--- begin ---

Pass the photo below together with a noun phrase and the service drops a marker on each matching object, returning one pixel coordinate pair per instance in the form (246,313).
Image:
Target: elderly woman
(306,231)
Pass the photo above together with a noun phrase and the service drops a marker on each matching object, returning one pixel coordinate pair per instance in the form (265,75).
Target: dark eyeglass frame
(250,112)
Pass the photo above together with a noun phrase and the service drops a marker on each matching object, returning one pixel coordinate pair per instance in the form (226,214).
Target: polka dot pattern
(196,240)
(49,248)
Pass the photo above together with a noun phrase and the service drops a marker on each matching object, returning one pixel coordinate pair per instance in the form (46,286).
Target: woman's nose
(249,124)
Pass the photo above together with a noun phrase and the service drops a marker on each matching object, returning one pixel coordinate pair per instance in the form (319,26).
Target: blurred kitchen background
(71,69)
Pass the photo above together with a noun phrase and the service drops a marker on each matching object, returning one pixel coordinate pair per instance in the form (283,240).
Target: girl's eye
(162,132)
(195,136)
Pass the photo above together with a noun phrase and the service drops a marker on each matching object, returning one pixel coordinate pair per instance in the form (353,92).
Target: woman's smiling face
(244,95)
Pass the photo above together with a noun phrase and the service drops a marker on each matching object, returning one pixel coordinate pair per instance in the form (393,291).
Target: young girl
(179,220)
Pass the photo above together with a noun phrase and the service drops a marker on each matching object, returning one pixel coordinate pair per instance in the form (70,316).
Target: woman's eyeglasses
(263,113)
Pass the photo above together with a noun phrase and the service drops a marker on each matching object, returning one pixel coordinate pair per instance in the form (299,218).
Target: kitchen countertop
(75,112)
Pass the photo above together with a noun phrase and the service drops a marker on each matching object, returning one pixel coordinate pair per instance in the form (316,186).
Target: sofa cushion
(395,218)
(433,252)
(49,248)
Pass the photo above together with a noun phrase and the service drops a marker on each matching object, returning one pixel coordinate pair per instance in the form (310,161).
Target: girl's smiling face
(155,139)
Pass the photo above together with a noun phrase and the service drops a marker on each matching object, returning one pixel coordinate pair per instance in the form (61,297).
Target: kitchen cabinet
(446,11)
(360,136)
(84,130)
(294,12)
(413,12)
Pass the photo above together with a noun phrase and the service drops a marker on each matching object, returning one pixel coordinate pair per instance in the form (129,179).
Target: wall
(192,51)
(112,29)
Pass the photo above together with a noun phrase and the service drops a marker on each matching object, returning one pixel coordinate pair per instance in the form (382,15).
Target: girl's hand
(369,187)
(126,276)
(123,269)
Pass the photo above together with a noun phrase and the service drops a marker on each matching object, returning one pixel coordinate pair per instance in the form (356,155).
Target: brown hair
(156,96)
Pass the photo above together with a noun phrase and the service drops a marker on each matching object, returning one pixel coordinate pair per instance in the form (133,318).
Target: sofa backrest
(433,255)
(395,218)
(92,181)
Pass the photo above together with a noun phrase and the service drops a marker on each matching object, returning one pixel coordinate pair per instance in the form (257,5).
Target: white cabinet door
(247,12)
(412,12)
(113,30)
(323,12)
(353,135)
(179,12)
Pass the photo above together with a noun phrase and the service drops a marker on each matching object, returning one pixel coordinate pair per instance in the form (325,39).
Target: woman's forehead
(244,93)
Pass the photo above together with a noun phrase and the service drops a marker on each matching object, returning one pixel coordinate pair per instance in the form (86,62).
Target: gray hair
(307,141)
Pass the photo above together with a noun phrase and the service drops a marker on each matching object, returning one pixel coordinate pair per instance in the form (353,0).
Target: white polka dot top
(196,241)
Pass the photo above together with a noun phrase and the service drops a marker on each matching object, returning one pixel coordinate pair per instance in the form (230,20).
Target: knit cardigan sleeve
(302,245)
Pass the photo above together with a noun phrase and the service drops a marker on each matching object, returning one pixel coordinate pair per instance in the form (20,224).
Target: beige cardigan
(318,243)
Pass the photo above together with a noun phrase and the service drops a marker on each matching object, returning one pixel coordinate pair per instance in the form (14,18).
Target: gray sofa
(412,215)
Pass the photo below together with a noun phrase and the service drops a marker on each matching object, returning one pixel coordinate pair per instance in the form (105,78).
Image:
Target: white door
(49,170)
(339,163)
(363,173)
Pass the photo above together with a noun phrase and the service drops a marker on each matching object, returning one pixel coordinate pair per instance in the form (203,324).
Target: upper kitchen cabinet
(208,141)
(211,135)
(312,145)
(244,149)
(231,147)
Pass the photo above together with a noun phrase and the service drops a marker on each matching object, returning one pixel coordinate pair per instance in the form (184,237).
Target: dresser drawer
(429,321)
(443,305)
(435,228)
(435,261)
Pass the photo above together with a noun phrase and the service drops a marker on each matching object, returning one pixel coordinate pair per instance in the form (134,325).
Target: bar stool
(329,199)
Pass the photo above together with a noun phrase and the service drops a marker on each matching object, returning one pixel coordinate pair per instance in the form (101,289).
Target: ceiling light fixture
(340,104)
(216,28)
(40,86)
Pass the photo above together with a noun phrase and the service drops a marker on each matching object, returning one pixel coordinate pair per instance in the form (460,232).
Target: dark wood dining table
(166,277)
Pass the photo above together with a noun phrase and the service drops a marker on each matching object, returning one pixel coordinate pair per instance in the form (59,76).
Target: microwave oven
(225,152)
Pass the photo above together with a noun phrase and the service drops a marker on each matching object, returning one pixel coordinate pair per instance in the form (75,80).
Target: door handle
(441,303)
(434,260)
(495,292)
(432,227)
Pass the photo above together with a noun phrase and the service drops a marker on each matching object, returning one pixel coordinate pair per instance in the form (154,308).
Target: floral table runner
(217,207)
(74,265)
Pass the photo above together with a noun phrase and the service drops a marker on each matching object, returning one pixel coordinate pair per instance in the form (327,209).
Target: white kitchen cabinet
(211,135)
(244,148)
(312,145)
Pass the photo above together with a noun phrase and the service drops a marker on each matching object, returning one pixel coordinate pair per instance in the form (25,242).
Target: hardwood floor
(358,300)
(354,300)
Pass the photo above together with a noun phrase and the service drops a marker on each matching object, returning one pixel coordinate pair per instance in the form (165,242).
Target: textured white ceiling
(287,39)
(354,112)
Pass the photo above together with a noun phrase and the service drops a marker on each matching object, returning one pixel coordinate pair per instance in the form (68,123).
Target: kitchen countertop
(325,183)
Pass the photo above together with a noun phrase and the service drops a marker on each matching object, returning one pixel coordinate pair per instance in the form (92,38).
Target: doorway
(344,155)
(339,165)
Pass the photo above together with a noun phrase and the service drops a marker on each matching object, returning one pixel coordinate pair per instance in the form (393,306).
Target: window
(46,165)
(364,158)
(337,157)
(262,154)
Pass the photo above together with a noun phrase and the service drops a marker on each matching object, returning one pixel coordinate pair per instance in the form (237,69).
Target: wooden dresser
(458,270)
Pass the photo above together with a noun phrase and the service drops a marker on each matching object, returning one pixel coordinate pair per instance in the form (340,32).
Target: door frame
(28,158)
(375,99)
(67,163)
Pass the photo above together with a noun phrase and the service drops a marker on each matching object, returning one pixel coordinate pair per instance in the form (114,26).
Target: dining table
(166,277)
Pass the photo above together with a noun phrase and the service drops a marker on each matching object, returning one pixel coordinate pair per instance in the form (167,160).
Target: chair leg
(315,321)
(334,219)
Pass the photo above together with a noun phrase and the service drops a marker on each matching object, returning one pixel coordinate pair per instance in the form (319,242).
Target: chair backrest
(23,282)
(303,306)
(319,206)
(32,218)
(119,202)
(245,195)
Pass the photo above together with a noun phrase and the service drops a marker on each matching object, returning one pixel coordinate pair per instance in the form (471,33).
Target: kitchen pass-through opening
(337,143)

--- end ---

Direction >>
Transcribe the full listing above without leaving anything out.

Response for this exercise >>
Pass the photo below together with a noun phrase and the service drops a marker on each matching object, returning one pixel coordinate pair per instance in the form (246,313).
Image:
Target: elderly woman
(306,231)
Pass the photo above together with a noun phrase and the service drops a marker on each matching object, returning one pixel coordinate pair per instance in the form (265,75).
Target: dark eyeglass frame
(250,112)
Pass the photo above together with a noun phrase and the service drops a marker on each matching object, returning one pixel coordinate pair per instance in the form (226,214).
Target: polka dot pattern
(196,240)
(49,248)
Pass the photo above together with a noun phrase and the service drops a marker on each matching object, returning one pixel coordinate pair per instance in the form (46,286).
Target: woman's nose
(249,124)
Pass the photo above together with a noun phrase and the service drops a marker on each matching object, returning one pixel coordinate pair per instance in the form (319,26).
Target: blurred kitchen background
(71,69)
Pass the photo above together with a noun phrase and the service drops a marker on each matching object, returning one pixel coordinate pair per instance in the form (283,240).
Target: girl's eye
(162,132)
(195,136)
Pass the photo above together with a noun phrase and the service drops a marker on each matching object, returning one pixel coordinate pair per instance in the form (353,92).
Target: woman's smiling face
(244,95)
Pass the photo above together with a noun phrase and the service drops a marker on each matching object, returning one pixel coordinate pair per instance in the form (393,291).
Target: young girl
(179,220)
Pass the photo above together with a noun phrase and the service drops a marker on each matching object, returning one pixel coordinate pair per instance in the form (70,316).
Target: woman's eyeglasses
(263,113)
Pass the photo above together with a noun phrase and the service drops a marker on each matching object, returning one pixel coordinate pair per instance in the form (299,218).
Target: kitchen countertop
(75,112)
Pass the photo above together with a noun phrase and the service drops a marker on each matching object, returning one pixel coordinate pair per instance in the form (316,186).
Target: sofa cushion
(395,218)
(433,252)
(49,248)
Pass the photo above together with a noun phrase and the service drops a marker on each matching object, returning one pixel coordinate pair per instance in the form (310,161).
Target: girl's smiling face
(155,139)
Pass the photo above together with a noun phrase and the service drops a marker on each matching object, returning one pixel coordinate pair per instance in the form (61,297).
Target: kitchen cabinet
(446,11)
(360,136)
(84,130)
(294,12)
(413,12)
Pass the photo above together with a noun phrase and the service drops a marker on each matching object, returning one pixel coordinate pair per instance in the form (129,179).
Target: wall
(192,51)
(112,29)
Pass the photo above together with a noun phrase and the service drops a marker on each matching object, returning one pixel coordinate pair per instance in the form (382,15).
Target: girl's hand
(369,187)
(126,276)
(123,269)
Pass the photo above together with a noun phrase and the service drops a marker on each matching object, returning one pixel coordinate pair per instance in the form (356,155).
Target: brown hair
(156,96)
Pass the photo above together with a noun phrase and the service drops a marker on each matching object, returning one pixel coordinate pair per instance in the form (133,318).
Target: sofa backrest
(433,255)
(395,218)
(92,181)
Pass the photo above together with a noun phrase and the service drops a marker on each matching object, returning one pixel coordinate pair per instance in the form (257,5).
Target: white cabinet door
(247,12)
(412,12)
(113,30)
(323,12)
(353,135)
(179,12)
Pass the photo above together with a noun phrase and the service drops a marker on each matching object, returning one pixel coordinate pair per instance in the form (325,39).
Target: woman's forehead
(244,93)
Pass the photo above together with a noun phrase and the service drops a marker on each matching object, returning one pixel coordinate pair per instance in the form (86,62).
Target: gray hair
(307,141)
Pass the photo above together with a noun phrase and the service drops a marker on each matching object, returning one pixel coordinate pair per instance in the form (353,0).
Target: white polka dot top
(196,241)
Pass the photo above together with a noun phrase and the service drops a marker on each matching object, returning one pixel coordinate pair per instance in the form (230,20).
Target: knit cardigan sleeve
(302,245)
Pass the photo above together with a noun phrase and the service drops a marker on each matching object, returning one pixel coordinate pair per instance in the form (20,224).
Target: beige cardigan
(318,243)
Pass the photo above together with a noun phrase and the service drops a marker on each matching object, returning one pixel coordinate pair per instance in the form (14,18).
Target: gray sofa
(412,215)
Pass the photo below together with a noun phrase and the service drops a marker on each matching object, returning one pixel coordinate pair per instance in the form (105,78).
Image:
Target: white door
(49,170)
(339,163)
(363,173)
Pass the photo above together with a noun phrase and the service drops a marker on each matching object, returning one pixel coordinate pair per instance in the form (203,324).
Target: upper kitchen cabinet
(208,141)
(211,135)
(312,145)
(244,149)
(231,147)
Pass the photo above together with a noun phrase and the service drops a marker on each matching object, returning one pixel coordinate pair per instance in the form (184,237).
Target: dresser drawer
(429,321)
(443,305)
(435,228)
(435,261)
Pass the photo above together with a noun phrase and the service drops a marker on each matching object, returning one pixel coordinate pair per instance in the form (134,325).
Target: bar stool
(329,199)
Pass the photo above together with a noun phrase and the service drops a marker on each matching object, returning one pixel coordinate pair per instance in the form (101,289).
Target: ceiling light fixture
(340,104)
(216,28)
(40,86)
Pass the photo above together with a noun phrase and the service drops a marker on each matching object, returning one pixel coordinate pair per instance in the form (460,232).
Target: dark wood dining table
(166,277)
Pass the photo above together with a noun phrase and the service drops a marker on each matching object, returning one pixel coordinate pair per instance in the form (59,76).
Target: microwave oven
(225,152)
Pass the photo above together with a noun phrase and the service drops a marker on each matching object, returning one pixel coordinate pair per instance in the form (75,80).
Target: door handle
(441,303)
(434,260)
(495,292)
(432,227)
Pass the photo above together with a noun phrase and the service drops a marker on each matching object, returning one pixel coordinate pair per instance in the form (154,308).
Target: floral table runner
(217,207)
(74,265)
Pass the photo above together with a noun phrase and the service drops a marker on each matching object, returning one pixel coordinate pair per instance in the form (327,209).
Target: white kitchen cabinet
(211,135)
(244,148)
(312,145)
Pass the photo above together with a noun phrase and the service drops a marker on each matching object, returning one pixel coordinate pair per instance in the form (25,242).
Target: hardwood floor
(358,300)
(354,300)
Pass the photo above together with a noun phrase and the service drops a marker on each matching object, returning one pixel coordinate pair per instance in the form (165,242).
Target: textured white ceiling
(287,39)
(354,112)
Pass the photo above together with a noun phrase and the service drops a marker on each matching object, returning one pixel coordinate pair per instance in the form (68,123).
Target: kitchen countertop
(325,183)
Pass the photo above together with a noun phrase and the service drops a marker on each matching object, returning one pixel coordinate pair per instance in the form (92,38).
Target: doorway
(344,155)
(339,165)
Pass the photo above together with a noun phrase and the service drops a marker on each matching object, returning one pixel coordinate pair per instance in the form (393,306).
Target: window
(46,165)
(364,158)
(337,157)
(262,154)
Pass the photo above together with a noun phrase and the service drops a marker on each matching object, returning one pixel coordinate pair per instance in the form (237,69).
Target: wooden dresser
(458,270)
Pass the photo above together with a noun phrase and the service drops a marker on each matching object, returning one pixel coordinate pair per instance in the form (340,32).
Target: door frame
(28,158)
(375,99)
(67,163)
Pass the photo above together with a noun phrase and the service drops a marker on each matching object, returning one pixel coordinate pair per instance in the form (114,26).
Target: dining table
(166,277)
Pass the photo above together with a noun phrase and the service drops a marker on each matching object, returning one pixel coordinate pair per instance in the form (167,160).
Target: chair leg
(315,321)
(334,219)
Pass the photo above together with a noun phrase and the service drops a marker on each matching object, returning one pixel coordinate pair per instance in the form (319,242).
Target: chair backrest
(23,282)
(303,306)
(319,206)
(32,218)
(119,202)
(245,195)
Pass the photo above together with a noun phrase and the service drops a marker on each matching object, returning one pixel coordinate pair per instance in the form (471,33).
Target: kitchen pass-through opening
(337,143)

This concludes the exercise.